Work instructions:
Where a line below carries the word "could", include it in the count, then give the count alone.

Records to process:
»»
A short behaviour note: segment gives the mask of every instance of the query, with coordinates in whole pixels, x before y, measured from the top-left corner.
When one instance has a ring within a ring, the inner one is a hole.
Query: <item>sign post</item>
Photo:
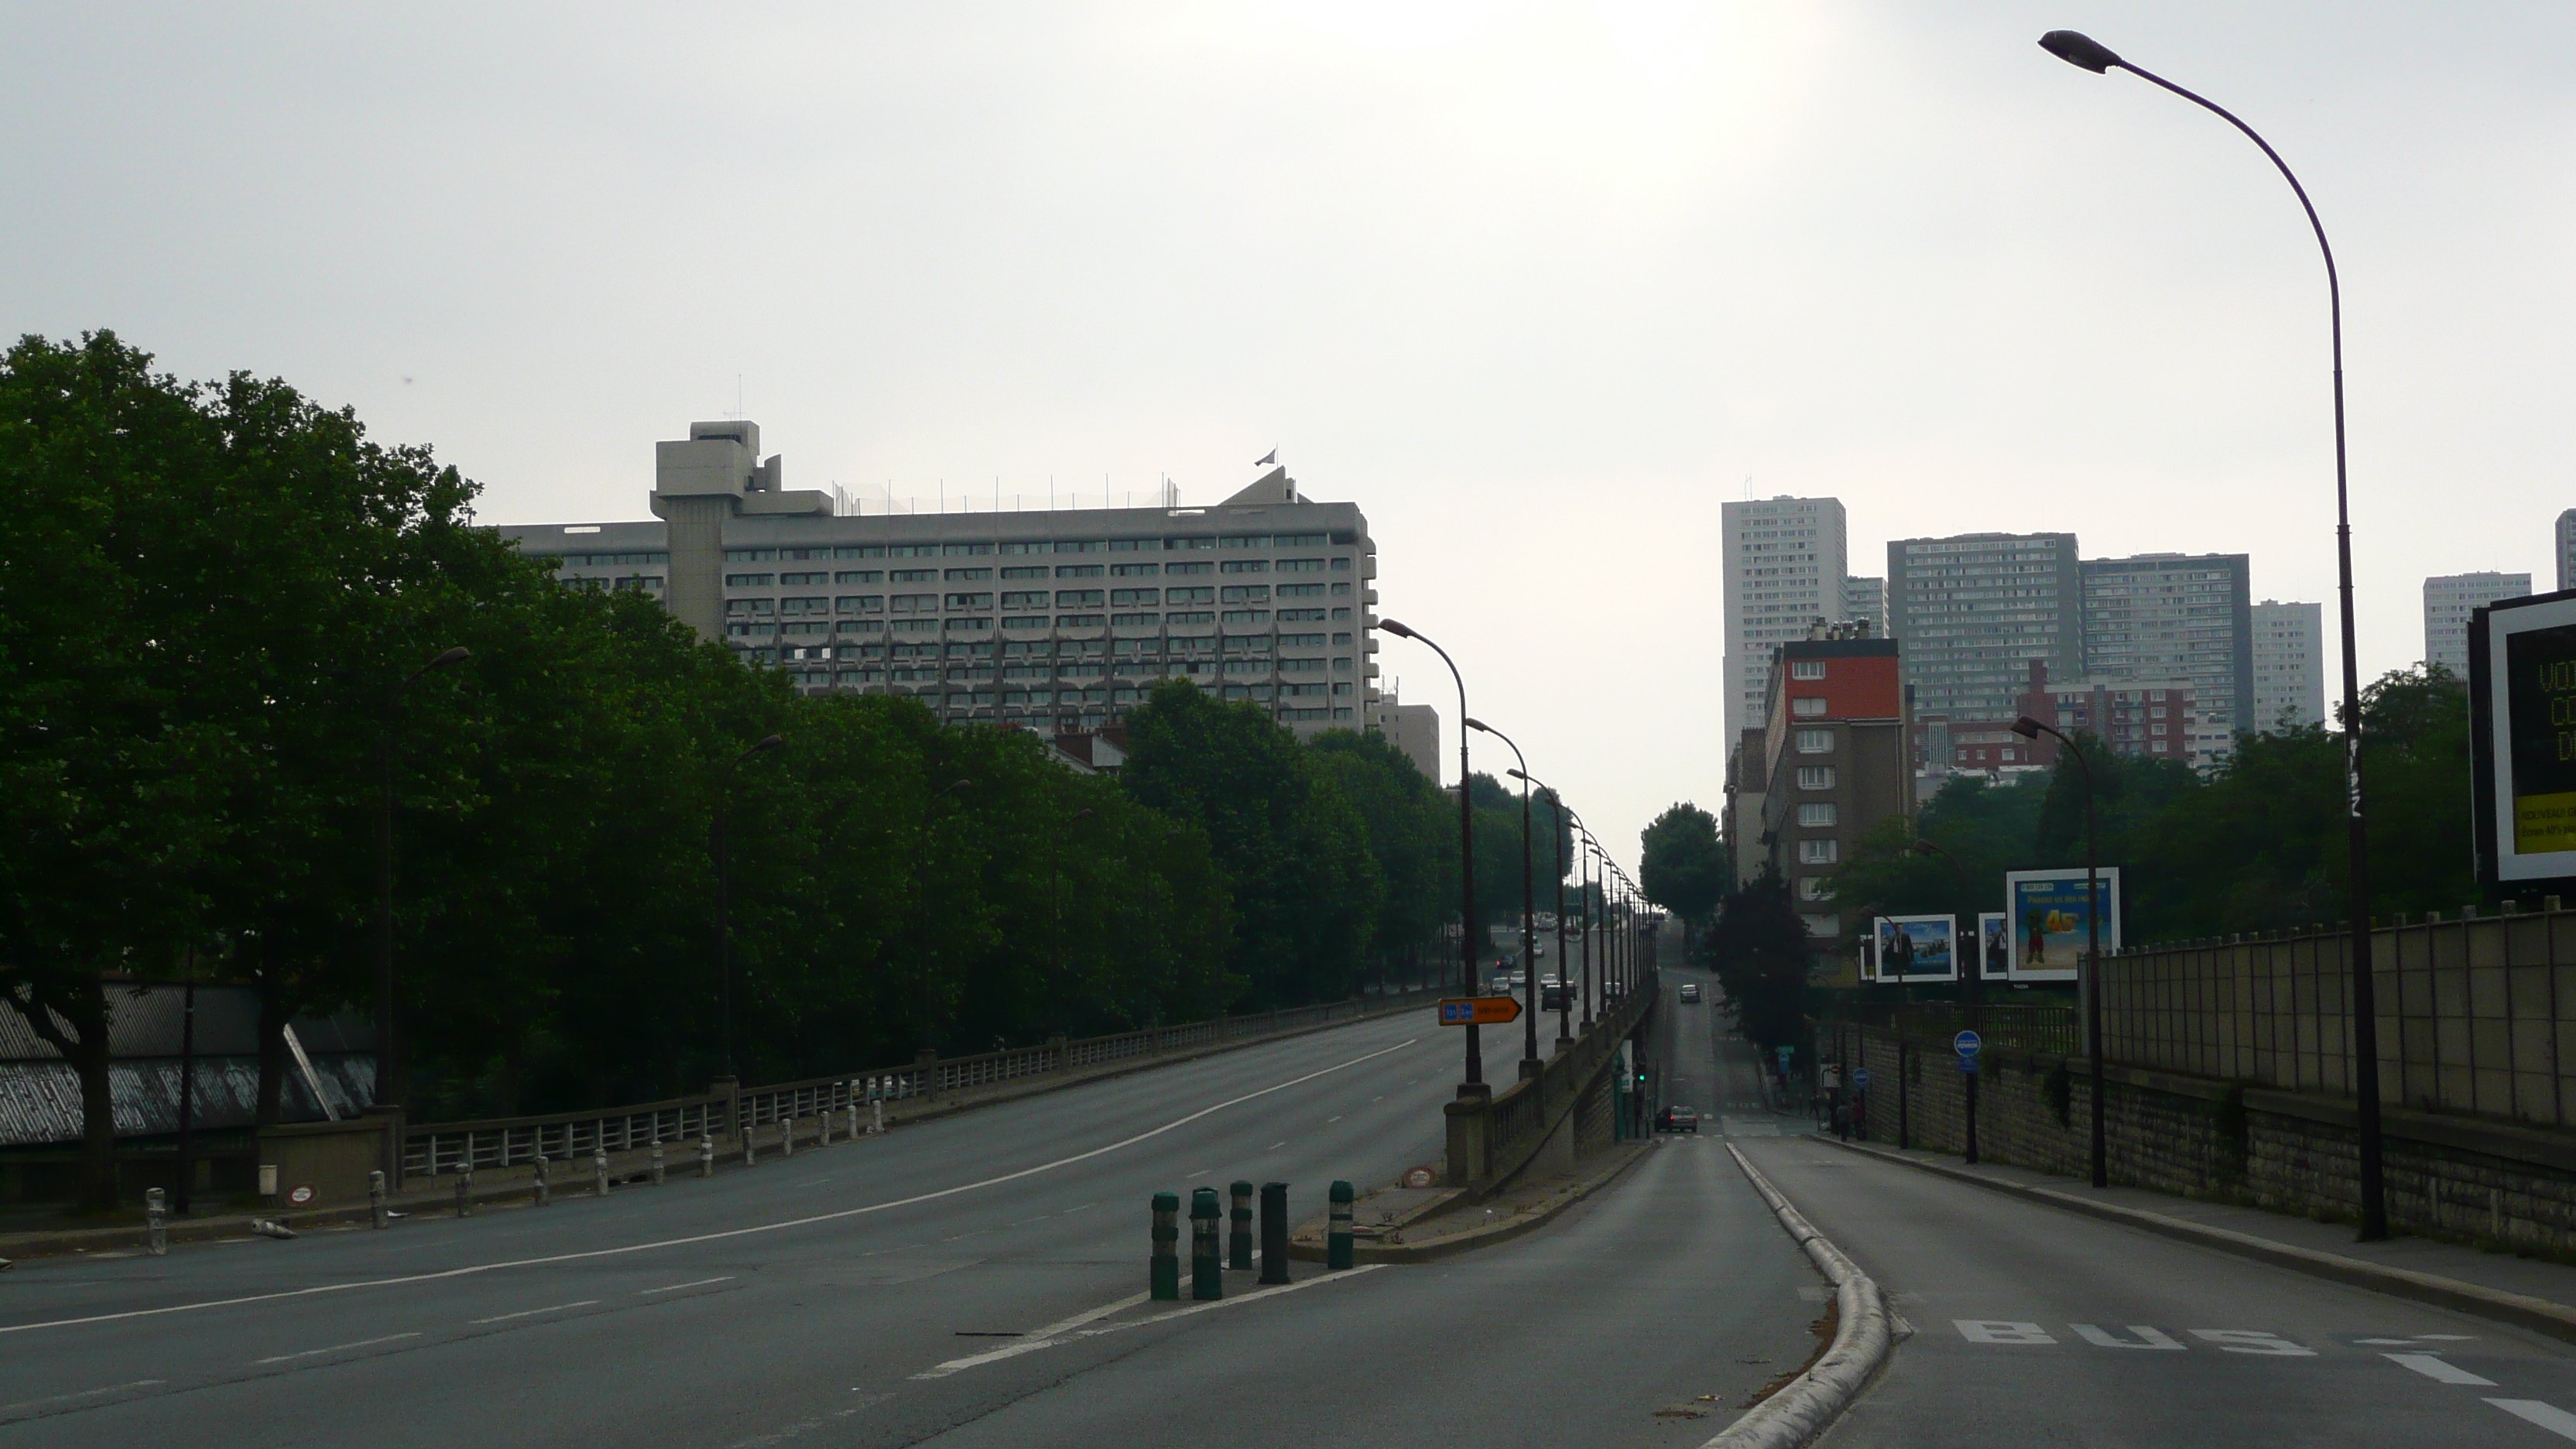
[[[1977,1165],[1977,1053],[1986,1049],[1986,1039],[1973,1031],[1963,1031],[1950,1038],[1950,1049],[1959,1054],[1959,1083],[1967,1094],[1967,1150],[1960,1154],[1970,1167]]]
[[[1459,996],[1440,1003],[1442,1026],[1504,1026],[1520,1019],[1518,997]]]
««
»»
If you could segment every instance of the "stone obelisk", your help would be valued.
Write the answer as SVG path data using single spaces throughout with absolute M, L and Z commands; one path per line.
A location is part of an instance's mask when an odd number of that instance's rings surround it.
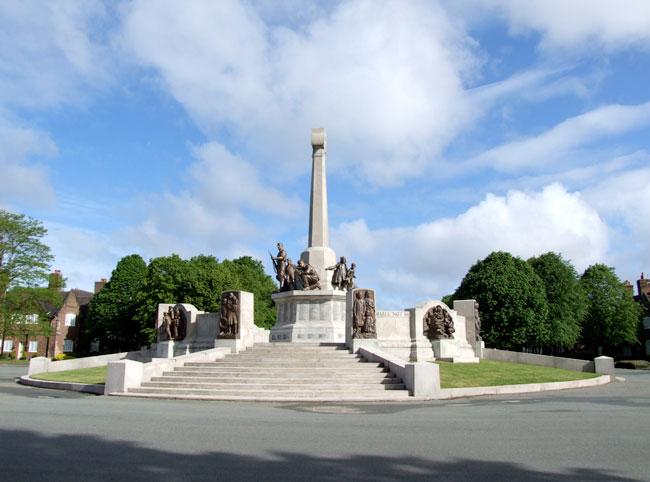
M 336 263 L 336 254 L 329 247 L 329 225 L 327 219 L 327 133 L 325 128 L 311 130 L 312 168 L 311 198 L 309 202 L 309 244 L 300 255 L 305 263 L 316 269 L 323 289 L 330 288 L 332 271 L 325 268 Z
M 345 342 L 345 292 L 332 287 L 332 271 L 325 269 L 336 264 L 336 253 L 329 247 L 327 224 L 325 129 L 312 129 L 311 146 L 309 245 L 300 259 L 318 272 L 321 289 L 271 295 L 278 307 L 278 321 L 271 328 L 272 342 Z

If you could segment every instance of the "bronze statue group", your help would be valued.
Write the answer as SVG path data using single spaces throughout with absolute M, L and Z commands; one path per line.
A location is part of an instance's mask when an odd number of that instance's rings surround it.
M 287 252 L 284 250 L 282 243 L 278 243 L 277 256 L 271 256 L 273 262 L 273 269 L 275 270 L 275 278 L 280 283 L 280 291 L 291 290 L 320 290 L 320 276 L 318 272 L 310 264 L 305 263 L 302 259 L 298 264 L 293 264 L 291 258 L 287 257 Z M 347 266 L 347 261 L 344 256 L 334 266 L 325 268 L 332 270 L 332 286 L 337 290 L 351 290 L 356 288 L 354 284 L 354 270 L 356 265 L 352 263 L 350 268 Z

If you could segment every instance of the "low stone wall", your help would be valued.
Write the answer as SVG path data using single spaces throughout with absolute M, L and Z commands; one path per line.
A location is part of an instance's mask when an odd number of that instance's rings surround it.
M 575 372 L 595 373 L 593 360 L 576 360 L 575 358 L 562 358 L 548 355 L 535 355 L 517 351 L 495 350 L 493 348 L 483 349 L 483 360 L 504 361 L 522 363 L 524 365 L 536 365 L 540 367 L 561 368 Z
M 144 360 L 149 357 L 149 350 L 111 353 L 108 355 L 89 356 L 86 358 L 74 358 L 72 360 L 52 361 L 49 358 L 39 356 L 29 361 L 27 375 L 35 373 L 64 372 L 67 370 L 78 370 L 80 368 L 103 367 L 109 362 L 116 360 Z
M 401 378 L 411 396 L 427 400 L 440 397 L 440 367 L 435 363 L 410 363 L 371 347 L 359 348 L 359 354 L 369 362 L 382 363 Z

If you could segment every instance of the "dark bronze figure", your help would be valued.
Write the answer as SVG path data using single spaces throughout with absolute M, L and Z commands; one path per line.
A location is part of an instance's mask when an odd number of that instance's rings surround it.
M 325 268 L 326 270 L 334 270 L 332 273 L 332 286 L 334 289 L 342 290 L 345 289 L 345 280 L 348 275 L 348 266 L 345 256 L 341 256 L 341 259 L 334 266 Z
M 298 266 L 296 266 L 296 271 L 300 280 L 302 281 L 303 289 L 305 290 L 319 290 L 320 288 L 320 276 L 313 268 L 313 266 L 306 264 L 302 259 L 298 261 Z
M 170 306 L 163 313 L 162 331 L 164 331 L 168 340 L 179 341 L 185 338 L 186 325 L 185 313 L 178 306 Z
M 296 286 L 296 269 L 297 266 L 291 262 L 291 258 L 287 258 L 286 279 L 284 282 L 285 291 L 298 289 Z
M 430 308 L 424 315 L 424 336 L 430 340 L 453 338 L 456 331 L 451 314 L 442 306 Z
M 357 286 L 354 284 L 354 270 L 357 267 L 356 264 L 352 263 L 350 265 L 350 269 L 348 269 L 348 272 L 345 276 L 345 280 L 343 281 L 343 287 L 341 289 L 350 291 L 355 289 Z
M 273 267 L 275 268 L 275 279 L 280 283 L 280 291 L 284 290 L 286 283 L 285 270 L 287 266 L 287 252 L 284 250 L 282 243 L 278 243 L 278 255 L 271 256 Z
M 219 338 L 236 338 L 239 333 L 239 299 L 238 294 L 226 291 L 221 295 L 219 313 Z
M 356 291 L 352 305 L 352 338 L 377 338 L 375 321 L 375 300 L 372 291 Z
««
Response to this task:
4